### Written instruction
Can you copy out, word for word, the part of the entries below that opens with the line containing "Locate every window" and closes with the line containing "102 619 371 671", both lines included?

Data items

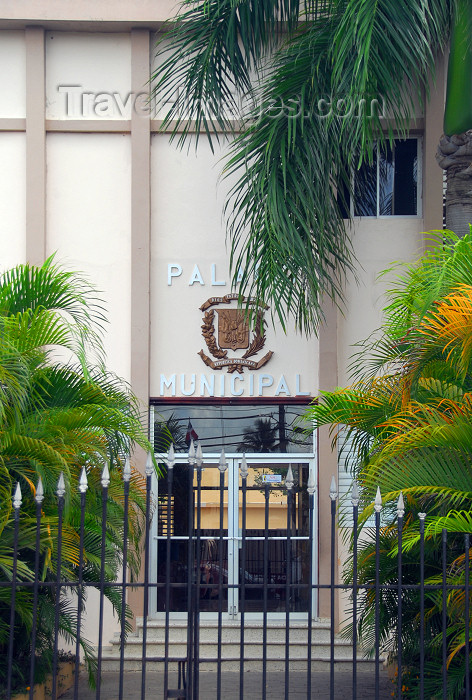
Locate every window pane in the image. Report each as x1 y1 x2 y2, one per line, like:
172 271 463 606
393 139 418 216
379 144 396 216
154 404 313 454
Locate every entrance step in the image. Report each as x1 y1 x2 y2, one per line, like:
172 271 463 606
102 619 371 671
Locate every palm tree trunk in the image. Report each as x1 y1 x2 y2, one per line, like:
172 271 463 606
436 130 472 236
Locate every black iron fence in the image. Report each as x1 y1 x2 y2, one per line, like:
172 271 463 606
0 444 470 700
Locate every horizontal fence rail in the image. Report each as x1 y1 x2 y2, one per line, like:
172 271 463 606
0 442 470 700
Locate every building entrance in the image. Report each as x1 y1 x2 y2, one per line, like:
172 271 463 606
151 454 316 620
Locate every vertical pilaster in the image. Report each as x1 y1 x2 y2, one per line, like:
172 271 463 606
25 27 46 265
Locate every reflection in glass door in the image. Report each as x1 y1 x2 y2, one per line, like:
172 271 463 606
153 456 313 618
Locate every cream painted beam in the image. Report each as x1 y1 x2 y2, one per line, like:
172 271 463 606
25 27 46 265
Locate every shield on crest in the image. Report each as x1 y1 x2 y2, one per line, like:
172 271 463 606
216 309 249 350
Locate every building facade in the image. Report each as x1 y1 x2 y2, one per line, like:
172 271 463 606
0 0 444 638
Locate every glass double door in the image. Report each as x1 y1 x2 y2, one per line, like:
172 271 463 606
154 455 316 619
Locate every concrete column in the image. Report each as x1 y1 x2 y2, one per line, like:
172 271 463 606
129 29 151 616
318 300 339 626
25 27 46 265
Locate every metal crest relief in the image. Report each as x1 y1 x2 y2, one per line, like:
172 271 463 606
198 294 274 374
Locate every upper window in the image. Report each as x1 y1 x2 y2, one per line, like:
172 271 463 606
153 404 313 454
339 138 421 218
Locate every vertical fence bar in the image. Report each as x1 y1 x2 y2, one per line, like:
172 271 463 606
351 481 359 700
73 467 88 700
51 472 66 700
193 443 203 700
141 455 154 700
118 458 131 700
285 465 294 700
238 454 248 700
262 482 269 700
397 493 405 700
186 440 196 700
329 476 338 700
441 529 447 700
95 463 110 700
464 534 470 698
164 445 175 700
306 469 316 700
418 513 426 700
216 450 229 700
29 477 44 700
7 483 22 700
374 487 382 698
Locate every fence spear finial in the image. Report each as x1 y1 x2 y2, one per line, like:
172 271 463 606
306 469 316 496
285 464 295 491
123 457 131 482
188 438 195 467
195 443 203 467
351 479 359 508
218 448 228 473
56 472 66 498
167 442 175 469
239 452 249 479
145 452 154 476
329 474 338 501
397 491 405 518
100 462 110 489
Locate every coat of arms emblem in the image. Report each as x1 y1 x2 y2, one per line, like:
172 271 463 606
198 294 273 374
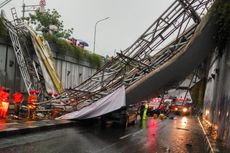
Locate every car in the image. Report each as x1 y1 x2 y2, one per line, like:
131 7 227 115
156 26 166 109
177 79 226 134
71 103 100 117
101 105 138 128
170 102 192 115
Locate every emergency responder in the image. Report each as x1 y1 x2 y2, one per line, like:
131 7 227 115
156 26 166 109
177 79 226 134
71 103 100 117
---
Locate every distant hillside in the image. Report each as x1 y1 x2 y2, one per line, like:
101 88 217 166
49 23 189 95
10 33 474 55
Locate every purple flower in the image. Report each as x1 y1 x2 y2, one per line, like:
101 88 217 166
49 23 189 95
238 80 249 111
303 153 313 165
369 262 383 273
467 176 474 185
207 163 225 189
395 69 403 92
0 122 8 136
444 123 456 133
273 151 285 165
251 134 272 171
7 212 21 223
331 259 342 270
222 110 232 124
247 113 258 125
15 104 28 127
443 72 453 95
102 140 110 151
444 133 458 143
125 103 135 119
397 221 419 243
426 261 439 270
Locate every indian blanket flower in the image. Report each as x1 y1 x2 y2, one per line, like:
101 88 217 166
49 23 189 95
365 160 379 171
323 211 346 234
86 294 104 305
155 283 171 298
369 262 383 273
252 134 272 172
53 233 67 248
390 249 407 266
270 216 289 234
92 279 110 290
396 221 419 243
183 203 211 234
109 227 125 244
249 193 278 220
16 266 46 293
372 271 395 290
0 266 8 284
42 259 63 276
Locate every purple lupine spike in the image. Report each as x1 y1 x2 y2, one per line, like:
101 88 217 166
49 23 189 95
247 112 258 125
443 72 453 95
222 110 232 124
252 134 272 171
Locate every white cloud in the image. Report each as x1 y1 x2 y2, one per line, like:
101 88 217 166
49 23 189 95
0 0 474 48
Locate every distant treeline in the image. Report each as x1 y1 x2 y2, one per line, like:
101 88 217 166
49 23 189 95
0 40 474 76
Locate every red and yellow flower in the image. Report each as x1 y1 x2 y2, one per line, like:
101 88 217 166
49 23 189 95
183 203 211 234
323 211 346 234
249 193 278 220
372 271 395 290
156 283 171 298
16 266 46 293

### Task solution
Locate every window pane in the image. Report each as x1 y1 x2 y2, one per line, like:
172 271 463 606
393 139 418 216
379 144 396 216
154 404 313 454
Locate every entrance step in the image. Report each as x1 y1 x2 y2, one per line, like:
172 271 463 606
102 619 371 671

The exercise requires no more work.